# Work item
Print every line of the data word for word.

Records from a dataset
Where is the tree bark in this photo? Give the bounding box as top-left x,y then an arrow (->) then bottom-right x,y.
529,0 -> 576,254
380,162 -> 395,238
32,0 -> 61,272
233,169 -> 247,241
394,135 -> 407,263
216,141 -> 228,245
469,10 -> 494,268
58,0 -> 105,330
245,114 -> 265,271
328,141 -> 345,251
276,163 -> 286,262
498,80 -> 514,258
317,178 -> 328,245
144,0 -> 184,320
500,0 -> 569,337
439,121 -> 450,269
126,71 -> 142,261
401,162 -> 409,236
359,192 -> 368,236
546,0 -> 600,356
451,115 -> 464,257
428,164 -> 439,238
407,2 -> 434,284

# Exercise output
Where is the tree bark in this photo? Give the bounding box as top-left x,y then an arrow (->) then bottom-right x,y.
529,0 -> 576,254
380,162 -> 395,238
32,0 -> 61,272
233,169 -> 247,241
394,135 -> 407,263
216,141 -> 228,245
469,10 -> 494,268
58,0 -> 105,330
245,114 -> 265,271
328,141 -> 345,251
276,163 -> 286,262
498,80 -> 514,258
317,178 -> 328,245
144,0 -> 184,320
500,0 -> 569,337
439,121 -> 450,269
126,71 -> 142,261
401,162 -> 409,236
359,192 -> 368,236
546,0 -> 600,356
451,115 -> 464,257
428,164 -> 439,238
407,2 -> 434,284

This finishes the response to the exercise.